» To-do list
1 > According to the article on Relcy, how much venture capital has the start-up raised?
2 > Continue the article on Relcy from where it stops.

» Extract
*****

Relcy

For the past couple of years, Google has been the market leader when it comes to search marketing in both desktop and mobile platforms. Businesses and other organizations want their SEO campaigns implemented in Google’s search platform as it is the widely preferred search engine. It seems that Google is going to get a worthy competitor in the form of app-based search engine developed by a San Francisco-based start-up named Relcy. The Relcy app-based search engine is founded by entrepreneur Rohit Satapathy and along with his team, Relcy has been working in stealth mode for months have now successfully raised $9 million venture capital.

The basic concept behind the app-based search engine is that it will index and rank the content within mobile apps for your smartphone, providing you the ability to search content across all your apps, which popular search engines such as Google can’t access. Without divulging into detailed working of their groundbreaking project, Mr.Satapathy mentioned about how his team has designed a knowledge graph of millions of real-time entities within all of the apps. According to the reports, the start-up venture uses a technology that is similar to Google’s PageRank to score the entities for ranking. Relcy has its own mobile app crawler that extracts and categorizes information from apps into entities. It then maps the relationship between entities for creating a graph. To determine an entity’s significance, an algorithm developed by Relcy team looks at citation signals across all apps.

All of this is now just speculations at this point as Relcy didn’t start public testing of their search engine. But the company is providing visitors an early access on their website. With this new revelation, the SEO industry is now thinking whether the app-based search engine means anything to them and if it does, how to utilize the opportunity to their benefit.

*****

» Excerpts from point annotation data
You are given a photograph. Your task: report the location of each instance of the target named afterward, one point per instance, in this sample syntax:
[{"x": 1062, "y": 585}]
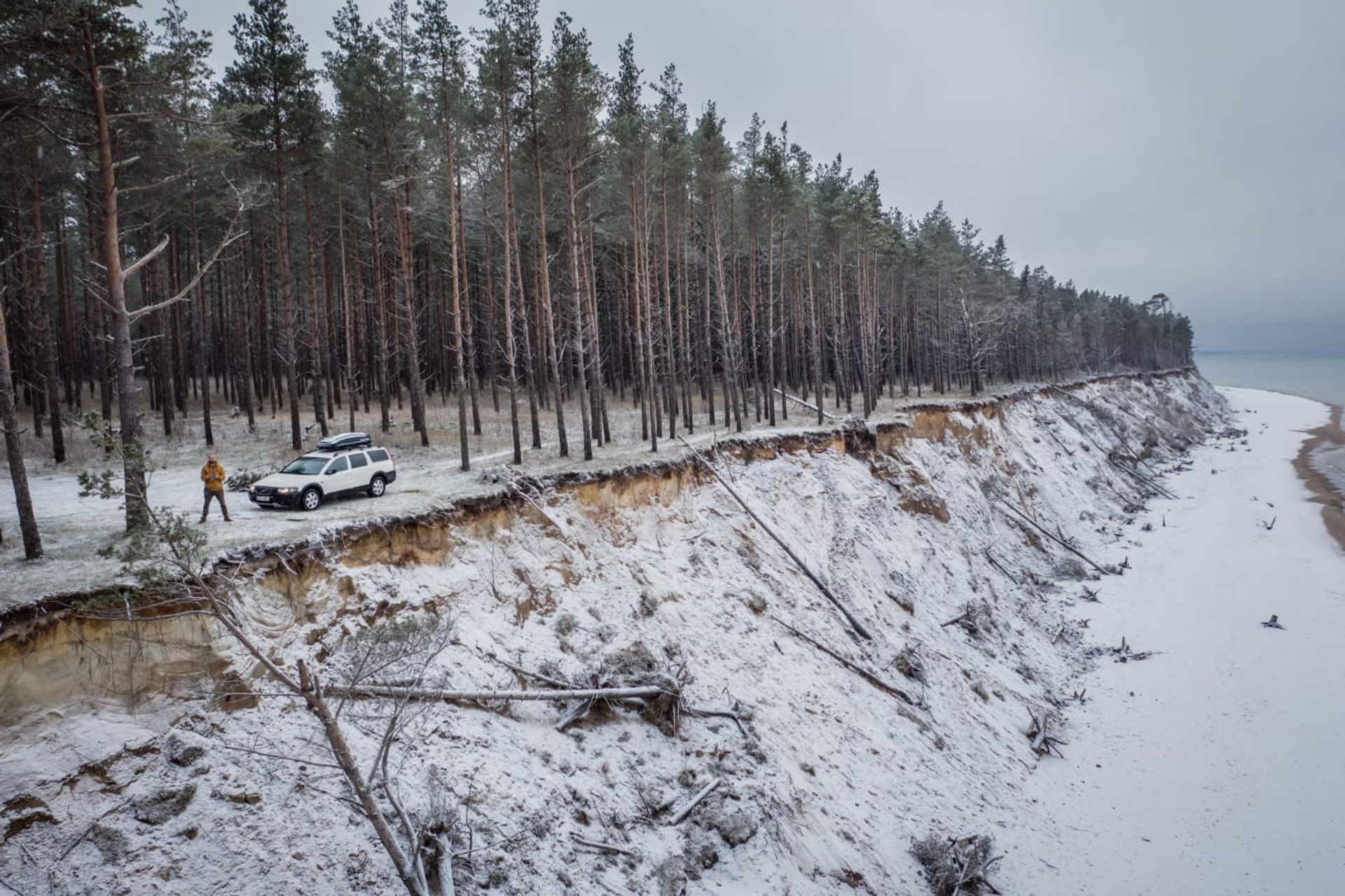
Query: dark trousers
[{"x": 217, "y": 495}]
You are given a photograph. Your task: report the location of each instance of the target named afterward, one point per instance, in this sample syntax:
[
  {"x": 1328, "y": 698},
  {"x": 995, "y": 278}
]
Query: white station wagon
[{"x": 343, "y": 464}]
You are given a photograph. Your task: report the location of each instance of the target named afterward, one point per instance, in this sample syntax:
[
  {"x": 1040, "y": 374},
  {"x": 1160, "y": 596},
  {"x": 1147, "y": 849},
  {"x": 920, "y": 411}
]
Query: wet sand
[{"x": 1324, "y": 490}]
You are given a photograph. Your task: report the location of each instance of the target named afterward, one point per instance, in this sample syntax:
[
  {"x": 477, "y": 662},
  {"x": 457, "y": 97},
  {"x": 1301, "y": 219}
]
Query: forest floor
[
  {"x": 1210, "y": 766},
  {"x": 76, "y": 529},
  {"x": 1216, "y": 766},
  {"x": 822, "y": 789}
]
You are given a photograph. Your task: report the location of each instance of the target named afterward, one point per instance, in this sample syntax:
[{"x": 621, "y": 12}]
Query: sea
[{"x": 1309, "y": 375}]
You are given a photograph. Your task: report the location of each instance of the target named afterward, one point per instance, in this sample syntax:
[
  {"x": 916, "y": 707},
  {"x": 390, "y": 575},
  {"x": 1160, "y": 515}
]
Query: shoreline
[{"x": 1324, "y": 490}]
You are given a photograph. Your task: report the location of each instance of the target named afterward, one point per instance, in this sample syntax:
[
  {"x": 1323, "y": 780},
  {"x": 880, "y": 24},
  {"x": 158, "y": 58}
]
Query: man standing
[{"x": 213, "y": 474}]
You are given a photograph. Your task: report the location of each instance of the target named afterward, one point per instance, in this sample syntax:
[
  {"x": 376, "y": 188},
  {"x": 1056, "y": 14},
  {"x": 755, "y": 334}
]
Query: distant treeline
[{"x": 476, "y": 219}]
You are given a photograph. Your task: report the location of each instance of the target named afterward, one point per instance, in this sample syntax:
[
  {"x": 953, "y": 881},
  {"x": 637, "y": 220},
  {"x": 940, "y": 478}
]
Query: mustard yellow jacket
[{"x": 213, "y": 475}]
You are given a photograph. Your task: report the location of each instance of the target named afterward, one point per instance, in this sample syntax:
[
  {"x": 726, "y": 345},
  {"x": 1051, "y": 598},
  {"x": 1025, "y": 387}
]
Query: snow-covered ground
[
  {"x": 830, "y": 779},
  {"x": 74, "y": 529},
  {"x": 1215, "y": 767}
]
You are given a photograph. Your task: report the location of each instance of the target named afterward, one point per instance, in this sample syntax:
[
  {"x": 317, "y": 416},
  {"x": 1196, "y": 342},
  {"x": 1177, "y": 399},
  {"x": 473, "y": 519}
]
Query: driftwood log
[
  {"x": 845, "y": 611},
  {"x": 858, "y": 670},
  {"x": 1055, "y": 537}
]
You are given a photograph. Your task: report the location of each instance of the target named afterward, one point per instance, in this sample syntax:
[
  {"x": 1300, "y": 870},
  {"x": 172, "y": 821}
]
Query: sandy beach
[{"x": 1213, "y": 767}]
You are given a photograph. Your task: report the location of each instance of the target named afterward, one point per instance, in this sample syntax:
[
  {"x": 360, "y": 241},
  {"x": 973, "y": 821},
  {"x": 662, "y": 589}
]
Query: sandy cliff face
[{"x": 954, "y": 537}]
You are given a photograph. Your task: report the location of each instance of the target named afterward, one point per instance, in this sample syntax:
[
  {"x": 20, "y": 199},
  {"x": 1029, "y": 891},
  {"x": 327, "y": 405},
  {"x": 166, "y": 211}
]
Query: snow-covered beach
[
  {"x": 1216, "y": 766},
  {"x": 1207, "y": 767}
]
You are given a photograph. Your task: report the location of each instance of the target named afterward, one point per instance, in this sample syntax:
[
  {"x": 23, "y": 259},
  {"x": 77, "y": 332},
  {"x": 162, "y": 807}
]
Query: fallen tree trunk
[
  {"x": 1055, "y": 539},
  {"x": 801, "y": 401},
  {"x": 845, "y": 611},
  {"x": 687, "y": 811},
  {"x": 459, "y": 696},
  {"x": 860, "y": 670}
]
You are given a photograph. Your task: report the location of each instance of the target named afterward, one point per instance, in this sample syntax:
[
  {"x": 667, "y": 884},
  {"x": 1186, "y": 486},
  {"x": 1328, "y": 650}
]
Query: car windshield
[{"x": 305, "y": 466}]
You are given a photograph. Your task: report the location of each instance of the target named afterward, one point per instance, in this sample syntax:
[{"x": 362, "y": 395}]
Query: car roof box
[{"x": 346, "y": 440}]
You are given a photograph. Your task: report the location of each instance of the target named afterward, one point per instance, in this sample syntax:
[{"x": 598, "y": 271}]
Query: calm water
[{"x": 1321, "y": 378}]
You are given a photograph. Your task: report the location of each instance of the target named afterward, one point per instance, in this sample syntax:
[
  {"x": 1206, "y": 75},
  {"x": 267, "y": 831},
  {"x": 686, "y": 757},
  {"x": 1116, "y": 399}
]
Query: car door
[
  {"x": 359, "y": 470},
  {"x": 336, "y": 478}
]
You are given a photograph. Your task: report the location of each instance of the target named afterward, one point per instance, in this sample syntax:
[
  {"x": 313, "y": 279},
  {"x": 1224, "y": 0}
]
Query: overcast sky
[{"x": 1138, "y": 147}]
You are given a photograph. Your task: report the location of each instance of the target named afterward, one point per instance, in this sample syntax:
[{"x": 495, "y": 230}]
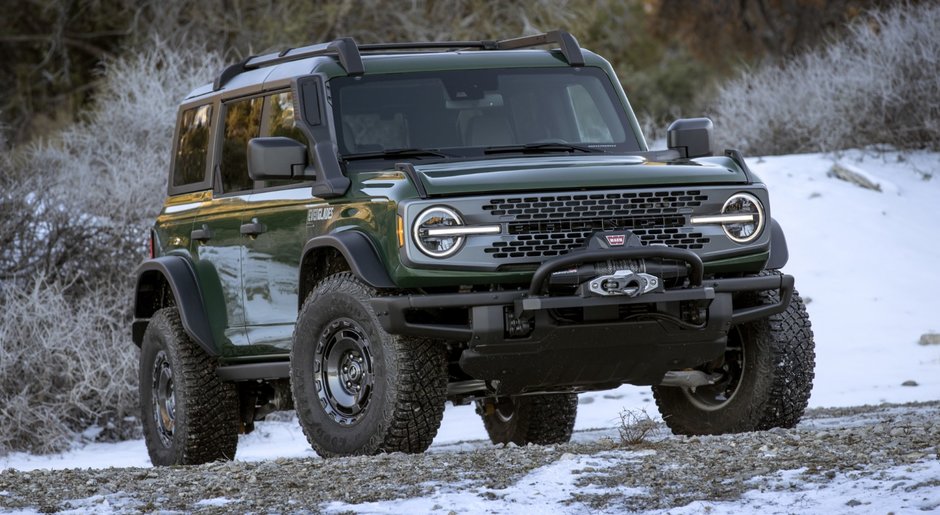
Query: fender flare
[
  {"x": 779, "y": 254},
  {"x": 358, "y": 251},
  {"x": 178, "y": 273}
]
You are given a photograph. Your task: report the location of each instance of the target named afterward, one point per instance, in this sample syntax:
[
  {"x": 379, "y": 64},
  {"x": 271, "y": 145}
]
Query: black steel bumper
[{"x": 589, "y": 354}]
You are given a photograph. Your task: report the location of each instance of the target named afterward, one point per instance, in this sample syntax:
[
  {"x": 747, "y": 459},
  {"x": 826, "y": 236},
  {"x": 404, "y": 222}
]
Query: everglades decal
[{"x": 319, "y": 214}]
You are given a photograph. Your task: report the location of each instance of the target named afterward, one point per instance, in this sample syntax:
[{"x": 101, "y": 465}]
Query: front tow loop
[{"x": 623, "y": 282}]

*****

» Responses per task
1 > $9 million.

2 >
Are there any Opportunities for SEO

According to latest survey published by Nielson, mobile app usage is growing them in the past and according to the survey, the time spent per individual using native mobile apps has almost doubled from eighteen minutes to thirty minutes in the fourth quarter of 2013 alone. If Relcy actually delivers on their promise of enhanced mobile search, then we can assume Google got a worthy competitor in the global mobile search market. Also, if Relcy becomes a reality, there will be a time when there is need of new SEO tools, reports and KPIs. And with that comes the need of new SEO market research, new SEO practices and new SEO point of views. Old ranking signals and techniques will get replaced with a new set of SEO strategies (only for mobile apps) depending on how much content continues to be available on the internet vs. native apps.

Now SEO industry is watching for a response from Google and other search engines, whether Google will release its own version or whether Google will acquire the whole start-up firm for millions of dollars just like Facebook acquired the popular instant messaging app, Whatsapp out of ‘fear’.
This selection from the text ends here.